> **PROBLEM TO WORK ON**:
Pull out every line in the data below that contains the string "positive". Case counts, so match only that exact capitalization.

> **RECORDS SHOWN**:
********************
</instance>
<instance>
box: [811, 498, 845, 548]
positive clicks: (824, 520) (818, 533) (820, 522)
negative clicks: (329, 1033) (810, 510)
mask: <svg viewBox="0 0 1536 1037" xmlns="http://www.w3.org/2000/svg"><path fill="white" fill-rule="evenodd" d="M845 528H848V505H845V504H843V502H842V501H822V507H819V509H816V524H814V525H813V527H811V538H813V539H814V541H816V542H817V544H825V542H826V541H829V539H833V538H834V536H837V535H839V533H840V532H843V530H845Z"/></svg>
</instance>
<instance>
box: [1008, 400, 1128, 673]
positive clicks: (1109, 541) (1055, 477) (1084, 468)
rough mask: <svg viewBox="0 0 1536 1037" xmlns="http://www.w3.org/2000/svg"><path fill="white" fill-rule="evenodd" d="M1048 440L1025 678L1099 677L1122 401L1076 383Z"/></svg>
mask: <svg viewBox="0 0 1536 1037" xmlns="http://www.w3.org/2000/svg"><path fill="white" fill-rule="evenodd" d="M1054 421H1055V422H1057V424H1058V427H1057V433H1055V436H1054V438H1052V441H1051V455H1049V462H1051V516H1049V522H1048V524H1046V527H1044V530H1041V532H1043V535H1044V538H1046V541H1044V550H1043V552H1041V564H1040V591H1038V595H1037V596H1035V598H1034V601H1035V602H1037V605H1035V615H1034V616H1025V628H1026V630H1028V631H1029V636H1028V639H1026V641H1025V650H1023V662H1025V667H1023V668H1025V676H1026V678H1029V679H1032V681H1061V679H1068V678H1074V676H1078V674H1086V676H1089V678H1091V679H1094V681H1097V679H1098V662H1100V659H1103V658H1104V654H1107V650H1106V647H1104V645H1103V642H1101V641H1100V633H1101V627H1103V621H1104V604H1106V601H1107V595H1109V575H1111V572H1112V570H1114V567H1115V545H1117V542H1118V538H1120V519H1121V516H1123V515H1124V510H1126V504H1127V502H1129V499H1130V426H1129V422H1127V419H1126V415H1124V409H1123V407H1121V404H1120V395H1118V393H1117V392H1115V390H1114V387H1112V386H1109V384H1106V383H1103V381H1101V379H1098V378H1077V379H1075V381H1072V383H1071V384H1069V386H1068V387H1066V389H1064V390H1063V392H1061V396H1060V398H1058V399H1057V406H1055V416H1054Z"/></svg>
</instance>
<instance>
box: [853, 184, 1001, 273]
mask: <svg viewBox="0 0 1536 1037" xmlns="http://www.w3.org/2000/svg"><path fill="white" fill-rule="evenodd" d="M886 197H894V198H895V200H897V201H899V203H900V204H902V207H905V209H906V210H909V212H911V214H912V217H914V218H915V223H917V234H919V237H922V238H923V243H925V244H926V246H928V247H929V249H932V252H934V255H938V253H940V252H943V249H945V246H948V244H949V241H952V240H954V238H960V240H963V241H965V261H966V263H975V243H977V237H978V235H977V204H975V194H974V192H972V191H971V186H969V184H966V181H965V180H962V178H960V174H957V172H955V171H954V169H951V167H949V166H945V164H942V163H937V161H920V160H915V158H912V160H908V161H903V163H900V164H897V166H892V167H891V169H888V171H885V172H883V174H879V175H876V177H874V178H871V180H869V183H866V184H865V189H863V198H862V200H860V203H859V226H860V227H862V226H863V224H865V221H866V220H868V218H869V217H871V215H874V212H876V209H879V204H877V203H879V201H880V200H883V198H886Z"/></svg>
********************
> **RESULT**:
positive clicks: (824, 520) (818, 533) (820, 522)
positive clicks: (1109, 541) (1055, 477) (1084, 468)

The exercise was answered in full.